Task item: The records that follow are to be transcribed in full, leaving out each picture.

Source data:
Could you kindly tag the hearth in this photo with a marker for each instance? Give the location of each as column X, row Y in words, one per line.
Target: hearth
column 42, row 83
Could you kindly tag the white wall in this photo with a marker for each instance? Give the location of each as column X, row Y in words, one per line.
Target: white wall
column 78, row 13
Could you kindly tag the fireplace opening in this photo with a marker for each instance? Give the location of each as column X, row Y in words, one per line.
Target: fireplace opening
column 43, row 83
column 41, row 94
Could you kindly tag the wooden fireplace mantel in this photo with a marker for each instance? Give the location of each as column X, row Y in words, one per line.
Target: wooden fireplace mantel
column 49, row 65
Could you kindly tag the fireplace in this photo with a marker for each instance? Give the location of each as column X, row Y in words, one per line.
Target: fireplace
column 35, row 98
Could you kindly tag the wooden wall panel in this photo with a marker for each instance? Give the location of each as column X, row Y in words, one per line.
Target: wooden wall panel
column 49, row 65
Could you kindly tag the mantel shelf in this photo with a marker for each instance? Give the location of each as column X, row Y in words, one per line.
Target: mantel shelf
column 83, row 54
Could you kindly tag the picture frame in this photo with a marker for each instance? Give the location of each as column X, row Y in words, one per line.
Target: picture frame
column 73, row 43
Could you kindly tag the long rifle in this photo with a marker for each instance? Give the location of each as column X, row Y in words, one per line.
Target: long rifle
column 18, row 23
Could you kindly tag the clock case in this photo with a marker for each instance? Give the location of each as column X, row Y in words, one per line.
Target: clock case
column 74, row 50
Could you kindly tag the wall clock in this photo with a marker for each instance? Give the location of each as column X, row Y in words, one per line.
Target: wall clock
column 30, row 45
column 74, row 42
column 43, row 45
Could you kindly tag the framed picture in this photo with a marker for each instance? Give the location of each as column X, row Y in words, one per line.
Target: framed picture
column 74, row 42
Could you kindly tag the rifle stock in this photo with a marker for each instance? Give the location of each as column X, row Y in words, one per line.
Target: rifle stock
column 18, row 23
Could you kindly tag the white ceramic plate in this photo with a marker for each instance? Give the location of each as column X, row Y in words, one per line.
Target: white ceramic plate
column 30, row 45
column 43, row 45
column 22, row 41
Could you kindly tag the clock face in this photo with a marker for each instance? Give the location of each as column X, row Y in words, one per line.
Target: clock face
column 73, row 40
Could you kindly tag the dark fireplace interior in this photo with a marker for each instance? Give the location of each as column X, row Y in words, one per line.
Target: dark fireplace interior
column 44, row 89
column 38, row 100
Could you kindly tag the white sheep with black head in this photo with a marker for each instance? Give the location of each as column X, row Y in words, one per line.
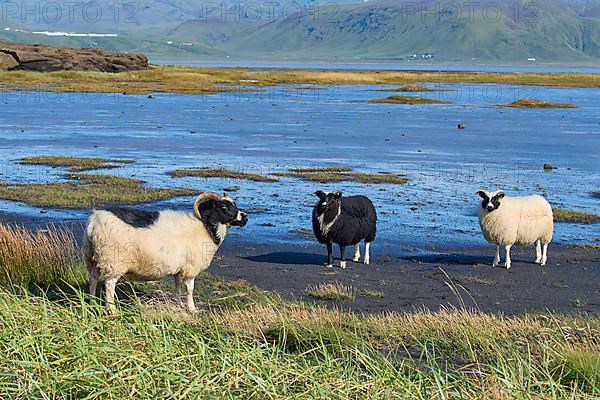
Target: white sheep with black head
column 145, row 245
column 520, row 221
column 345, row 221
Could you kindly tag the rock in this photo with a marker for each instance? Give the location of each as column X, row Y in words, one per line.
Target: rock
column 7, row 61
column 48, row 58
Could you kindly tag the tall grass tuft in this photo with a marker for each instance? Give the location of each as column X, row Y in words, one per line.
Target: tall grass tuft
column 38, row 258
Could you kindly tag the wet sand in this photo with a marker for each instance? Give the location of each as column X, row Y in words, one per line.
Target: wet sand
column 569, row 283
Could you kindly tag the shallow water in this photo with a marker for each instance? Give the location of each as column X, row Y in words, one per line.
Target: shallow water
column 276, row 129
column 390, row 66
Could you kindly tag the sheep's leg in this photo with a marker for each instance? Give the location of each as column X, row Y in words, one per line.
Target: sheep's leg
column 544, row 254
column 94, row 273
column 367, row 258
column 109, row 289
column 507, row 248
column 329, row 255
column 189, row 286
column 538, row 252
column 356, row 252
column 342, row 259
column 178, row 279
column 497, row 257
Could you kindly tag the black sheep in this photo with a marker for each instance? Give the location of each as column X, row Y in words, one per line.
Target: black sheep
column 344, row 221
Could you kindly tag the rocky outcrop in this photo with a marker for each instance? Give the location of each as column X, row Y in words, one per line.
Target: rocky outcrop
column 47, row 58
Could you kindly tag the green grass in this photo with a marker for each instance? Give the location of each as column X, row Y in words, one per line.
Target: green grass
column 531, row 103
column 331, row 291
column 343, row 174
column 71, row 349
column 562, row 215
column 408, row 100
column 221, row 173
column 201, row 80
column 248, row 343
column 75, row 164
column 87, row 191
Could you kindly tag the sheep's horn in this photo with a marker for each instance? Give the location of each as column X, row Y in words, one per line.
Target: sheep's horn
column 203, row 197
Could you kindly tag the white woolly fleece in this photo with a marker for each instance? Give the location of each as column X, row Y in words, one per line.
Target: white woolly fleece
column 519, row 220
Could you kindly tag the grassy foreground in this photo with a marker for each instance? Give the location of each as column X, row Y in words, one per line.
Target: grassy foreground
column 562, row 215
column 86, row 191
column 251, row 344
column 199, row 80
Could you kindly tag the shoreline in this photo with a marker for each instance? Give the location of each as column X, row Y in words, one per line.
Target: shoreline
column 455, row 278
column 204, row 80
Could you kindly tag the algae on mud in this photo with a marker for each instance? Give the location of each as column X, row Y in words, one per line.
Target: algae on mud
column 410, row 100
column 202, row 80
column 221, row 173
column 532, row 103
column 343, row 174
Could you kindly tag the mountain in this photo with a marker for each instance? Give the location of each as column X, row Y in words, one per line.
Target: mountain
column 554, row 31
column 510, row 31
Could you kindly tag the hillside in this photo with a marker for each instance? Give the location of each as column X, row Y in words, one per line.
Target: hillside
column 557, row 31
column 440, row 31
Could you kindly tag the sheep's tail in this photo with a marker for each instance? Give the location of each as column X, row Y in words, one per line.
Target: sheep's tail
column 88, row 244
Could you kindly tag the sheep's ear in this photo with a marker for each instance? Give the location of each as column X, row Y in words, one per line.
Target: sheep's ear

Written response:
Could you kindly tag the hearth in this photo with a marker for each instance? Give the location of each as column X, row Y in words, one per line.
Target: hearth
column 42, row 83
Could you kindly tag the white wall in this photo with a marker for each instance? Give the location of each as column X, row Y in words, one per line.
Target: white wall
column 78, row 13
Could you kindly tag the fireplace opening in this photo with a marker for each instance? Give the location of each as column X, row Y in words, one per line.
Target: fireplace opening
column 43, row 83
column 41, row 94
Could you kindly tag the wooden fireplace mantel in this photo with a marker for each instance? Give the location of each as column X, row Y in words, one per line.
Target: wooden fireplace mantel
column 49, row 65
Could you kindly tag the fireplace in this photo with a marker for each instance? Give the location of each as column X, row Y in words, one per line.
Target: fireplace
column 35, row 98
Could you kindly tag the wooden wall panel in this photo with a marker for each instance? Give the location of each as column X, row Y in words, one per line.
Target: wooden wall panel
column 49, row 65
Could you kindly tag the mantel shelf in this photo with a marker for each instance? Give the location of each as column X, row Y in words, one per line.
Target: mantel shelf
column 83, row 54
Could you kindly tag the picture frame in this photo with a marker for each instance? Give the location of each as column X, row Y in words, one per line.
Target: picture frame
column 73, row 43
Could you kindly tag the long rifle in this photo with a marker for each instance? Give the location of each as column X, row Y in words, one per line.
Target: long rifle
column 18, row 23
Could you kindly tag the clock case in this photo with a marker for each instance? Give the location of each as column X, row Y in words, one per line.
Target: clock case
column 74, row 50
Could you kindly tag the wall clock in this photo with a marker for each instance? Give the location of each as column X, row Y in words, one per line.
Target: wall clock
column 30, row 45
column 74, row 42
column 43, row 45
Could you kindly tag the framed picture in this photo with a marker for each instance? Give the location of each as column X, row Y in words, one per line.
Target: framed picture
column 74, row 42
Could you kindly tag the rifle stock in this photo with a marker for each instance? Give the location of each as column X, row Y in words, one per line.
Target: rifle stock
column 18, row 23
Could you kindly tag the white ceramic plate in this photo with a marker for each instance? Give the location of each as column X, row Y in words, one per line.
Target: white ceramic plate
column 30, row 45
column 43, row 45
column 22, row 41
Could you kindly tag the clock face in this photo with a marker for each instance? Give the location of each as column X, row Y in words, one per line.
Target: clock face
column 73, row 40
Could you kindly tag the dark fireplace interior in this photo with a marker for each instance? Give the location of each as column X, row Y in words, one per line.
Target: dark fireplace interior
column 44, row 89
column 38, row 100
Could you kindly tag the white sheep with black head in this photo with a marker for each instance? Give the location of each as column X, row Y in words, one per line.
Target: white sheep with black head
column 145, row 245
column 520, row 221
column 345, row 221
Could you kindly tag the rock in this photo with a marker for each instance? Give the location of each as column X, row Y in words, one per line.
Target: rock
column 7, row 61
column 48, row 58
Could you kindly tag the tall grass tuft in this photo with a marker for each instance? Give the location of each as column X, row Y in words, one per line.
Target: tall grass tuft
column 38, row 258
Could you kindly tag the wet sand in this photo with a marker for each instance? Give the location of each as column X, row Y in words, one per line.
Target: wet sand
column 569, row 283
Could you kindly tag the shallow water in this photo with a marker for each instance? Give the location of each as column X, row Y in words, one per line.
Target: shallow water
column 276, row 129
column 390, row 66
Could you kindly tag the sheep's leg in this photo with a marker for each instance? Give the location of each as column X, row Y in words, one per line.
Target: sheep's leg
column 544, row 254
column 94, row 273
column 367, row 258
column 109, row 289
column 507, row 248
column 329, row 255
column 189, row 286
column 538, row 252
column 356, row 252
column 342, row 259
column 178, row 279
column 497, row 257
Could you kindly tag the black sheep in this photo with a marker for each instance? Give the location of each as column X, row Y in words, one per line.
Target: black sheep
column 344, row 221
Could you kindly tag the rocky outcrop in this photo with a marker for each instance? Give the location of each as column X, row Y in words, one per line.
Target: rocky outcrop
column 47, row 58
Could you kindly tag the green grass in this photo with a marker for each instance? Give the location of each as column X, row Y in words, one per line.
Target: green grass
column 531, row 103
column 331, row 291
column 343, row 174
column 71, row 349
column 562, row 215
column 408, row 100
column 221, row 173
column 201, row 80
column 248, row 343
column 75, row 164
column 87, row 191
Could you kindly tag the sheep's horn in this photo with a marker for each instance? Give the location of each as column X, row Y in words, one per line.
Target: sheep's horn
column 203, row 197
Could you kindly tag the white woolly fleece in this photo with a marker for each instance? Give the location of each as column X, row Y in words, one per line.
Target: white woolly fleece
column 519, row 220
Could you kindly tag the grassy foreground in this photo with a marker for each instance? Give the location of each as column X, row Y in words, one per line.
Target: grassy foreground
column 562, row 215
column 86, row 191
column 251, row 344
column 199, row 80
Could you kindly tag the shoreline in this photo with a marker for each instance? Give the location of each as column X, row Y in words, one per line.
Target: shoreline
column 455, row 278
column 204, row 80
Could you kindly tag the algae on mud in this photo with a marker for each instance? Give the location of each as column X, row Y in words, one per line.
Target: algae on mud
column 410, row 100
column 202, row 80
column 221, row 173
column 532, row 103
column 343, row 174
Could you kindly tag the mountain in this photo with a marker for each instance? Give the location of each as column X, row Y in words, one per line.
Target: mountain
column 554, row 31
column 510, row 31
Could you kindly tag the hillside in this photo with a marker for each instance? Give the location of each as column X, row Y in words, one per line.
Target: hillside
column 557, row 31
column 440, row 31
Could you kindly tag the sheep's tail in this photo with a marker for each instance? Give the location of each as column X, row Y in words, one per line.
Target: sheep's tail
column 88, row 244
Could you kindly tag the sheep's ear in this photo with a marker for each instance? Give the location of each as column X, row Y in words, one per line.
Target: sheep's ear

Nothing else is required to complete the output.